Music, as an art form, is undoubtedly a significant part of every individual’s cultural configuration: entire generations express themselves through music and consumers identify with the genres and the artists that they particularly like. Because of popular music’s ability to become an intrinsic and defining element of people’s personalities, brands have soon come to understand that the integration of music into brand communication processes can nothing but enhance brand-consumer relationships.
Therefore, numerous brands strongly rely on their public’s music tastes to improve their targeting activities, and they often reach out to recording artists to set up collaborations. Such artist-brand matches need to be studied and planned in advance in order to convey a sense of consistence and credibility aimed to benefit both the brand’s and the artist’s reputation. So, which aims and objectives do brands and recording artists bear in mind when assessing a potential collaboration?
As for brands, they arguably use music in order to improve brand equity and, consequently, to reach a significant competitive edge in terms of consumer engagement. A further advantage related to the use of known popular songs and artists in advertising is the guarantee that the commercial’s music will be appreciated by most of the audience, because a relevant part the public already knows and approves both the song and the artist. This was the case, for instance, for the successful Italian Coca-Cola 2021 campaign including the hit song Mille, performed by the Italian pop stars Fedez, Achille Lauro and Orietta Berti (which we analyzed in depht in our recent article “Da zero a mille: il Branded Entertainment di Coca-Cola e Fedez“). Lastly, the opportunity to use consumers’ music tastes as a parameter of target segmentation can be considered as another motivation that spurs brands to activate music-related promotional initiatives.

**Work instructions**
a. List the performers the text on music and brands names as singing the song Mille.
b. In the text on music and brands, retype the passage from "Music, as an" to "enhance brand-consumer relationships.".

**Source excerpt**
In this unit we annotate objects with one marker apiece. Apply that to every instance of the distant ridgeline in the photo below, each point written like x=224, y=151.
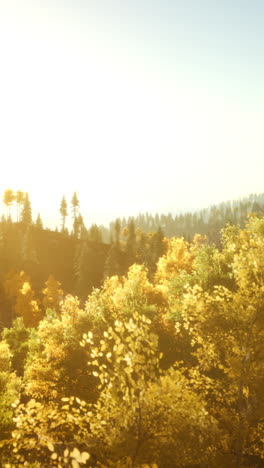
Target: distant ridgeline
x=208, y=221
x=80, y=260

**Complete answers**
a. Fedez, Achille Lauro, Orietta Berti

b.
Music, as an art form, is undoubtedly a significant part of every individual’s cultural configuration: entire generations express themselves through music and consumers identify with the genres and the artists that they particularly like. Because of popular music’s ability to become an intrinsic and defining element of people’s personalities, brands have soon come to understand that the integration of music into brand communication processes can nothing but enhance brand-consumer relationships.